Text –
- - - - -

Peanuts can handle heavy browsing pressure from deer and are pretty hard to kill. There are plenty of herbicides you can spray right over the top of them to control weeds/grasses as well (paraquat, Basagran, etc).  Make sure you plant in full sunlight as well.

I planted this foodplot 8/30/14 on our farm in Worth County, we've got a solid deer population with plenty of agriculture (mostly peanuts and cotton) in the immediate area.  I mowed, harrowed, broadcasted the seed peanuts and harrowed them back into the soil about 2" deep.  It rained about 1/2" the day after I planted.  The deer hammered the vines until the first frost in November, which obviously killed the plants. 

At planting




Stand Shots













exclusion cage to show how much they're using the plot




And finally, a buck that I killed eating peanuts in the plot


----------



## Scrapy

Great story with pictures. I saw some "ground nuts" or "ground peanut" at the Expo at Tifton 15 years ago. They were supposed to be perennial soil builder type plants ie like sericia. Anyway, did they prove to be perennial and do deer like them?

- - - - -

Given records –
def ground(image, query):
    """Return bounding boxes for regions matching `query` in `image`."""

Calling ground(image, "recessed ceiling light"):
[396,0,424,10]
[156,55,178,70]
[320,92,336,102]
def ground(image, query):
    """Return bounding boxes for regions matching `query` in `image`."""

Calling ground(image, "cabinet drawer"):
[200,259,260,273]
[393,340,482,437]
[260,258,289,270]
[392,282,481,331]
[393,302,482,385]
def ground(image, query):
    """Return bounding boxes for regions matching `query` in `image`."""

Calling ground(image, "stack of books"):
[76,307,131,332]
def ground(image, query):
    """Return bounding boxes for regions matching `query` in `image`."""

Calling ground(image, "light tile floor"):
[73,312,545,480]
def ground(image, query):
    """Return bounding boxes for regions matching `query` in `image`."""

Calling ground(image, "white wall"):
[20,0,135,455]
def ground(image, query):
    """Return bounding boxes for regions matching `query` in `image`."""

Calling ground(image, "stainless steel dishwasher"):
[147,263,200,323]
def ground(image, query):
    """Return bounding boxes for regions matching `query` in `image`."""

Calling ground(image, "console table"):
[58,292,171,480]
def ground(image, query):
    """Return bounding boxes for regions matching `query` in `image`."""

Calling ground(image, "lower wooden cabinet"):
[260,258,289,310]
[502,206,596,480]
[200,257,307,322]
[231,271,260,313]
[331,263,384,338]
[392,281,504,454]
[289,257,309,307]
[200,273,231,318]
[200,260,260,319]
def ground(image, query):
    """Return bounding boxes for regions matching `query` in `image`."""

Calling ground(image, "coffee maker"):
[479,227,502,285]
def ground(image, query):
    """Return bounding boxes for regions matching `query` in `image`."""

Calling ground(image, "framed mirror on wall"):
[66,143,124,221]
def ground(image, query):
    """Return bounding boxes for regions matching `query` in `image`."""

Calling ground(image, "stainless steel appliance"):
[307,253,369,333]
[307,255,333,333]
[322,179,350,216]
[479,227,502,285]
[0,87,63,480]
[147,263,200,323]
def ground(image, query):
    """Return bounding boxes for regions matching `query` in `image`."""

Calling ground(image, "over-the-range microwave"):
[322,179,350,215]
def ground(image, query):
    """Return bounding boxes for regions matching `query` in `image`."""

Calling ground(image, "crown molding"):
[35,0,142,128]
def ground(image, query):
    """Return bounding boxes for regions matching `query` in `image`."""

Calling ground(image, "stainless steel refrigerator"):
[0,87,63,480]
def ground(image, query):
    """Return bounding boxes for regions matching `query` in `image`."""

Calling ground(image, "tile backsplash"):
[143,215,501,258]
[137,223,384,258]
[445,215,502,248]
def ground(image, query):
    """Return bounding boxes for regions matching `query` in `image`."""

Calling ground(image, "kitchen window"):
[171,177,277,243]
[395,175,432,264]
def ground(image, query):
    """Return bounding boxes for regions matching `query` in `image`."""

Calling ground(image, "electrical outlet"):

- - - - -

What you will do –
**a)** Can you retype the stretch of the food plot thread from "I planted this" through "killed the plants."?
**b)** Which lines of the records contain the string "stainless"? Extract every one of them.
The food plot thread and the records have no connection to each other.

Solutions by task –
**a)**
I planted this foodplot 8/30/14 on our farm in Worth County, we've got a solid deer population with plenty of agriculture (mostly peanuts and cotton) in the immediate area.  I mowed, harrowed, broadcasted the seed peanuts and harrowed them back into the soil about 2" deep.  It rained about 1/2" the day after I planted.  The deer hammered the vines until the first frost in November, which obviously killed the plants.

**b)**
Calling ground(image, "stainless steel dishwasher"):
Calling ground(image, "stainless steel appliance"):
Calling ground(image, "stainless steel refrigerator"):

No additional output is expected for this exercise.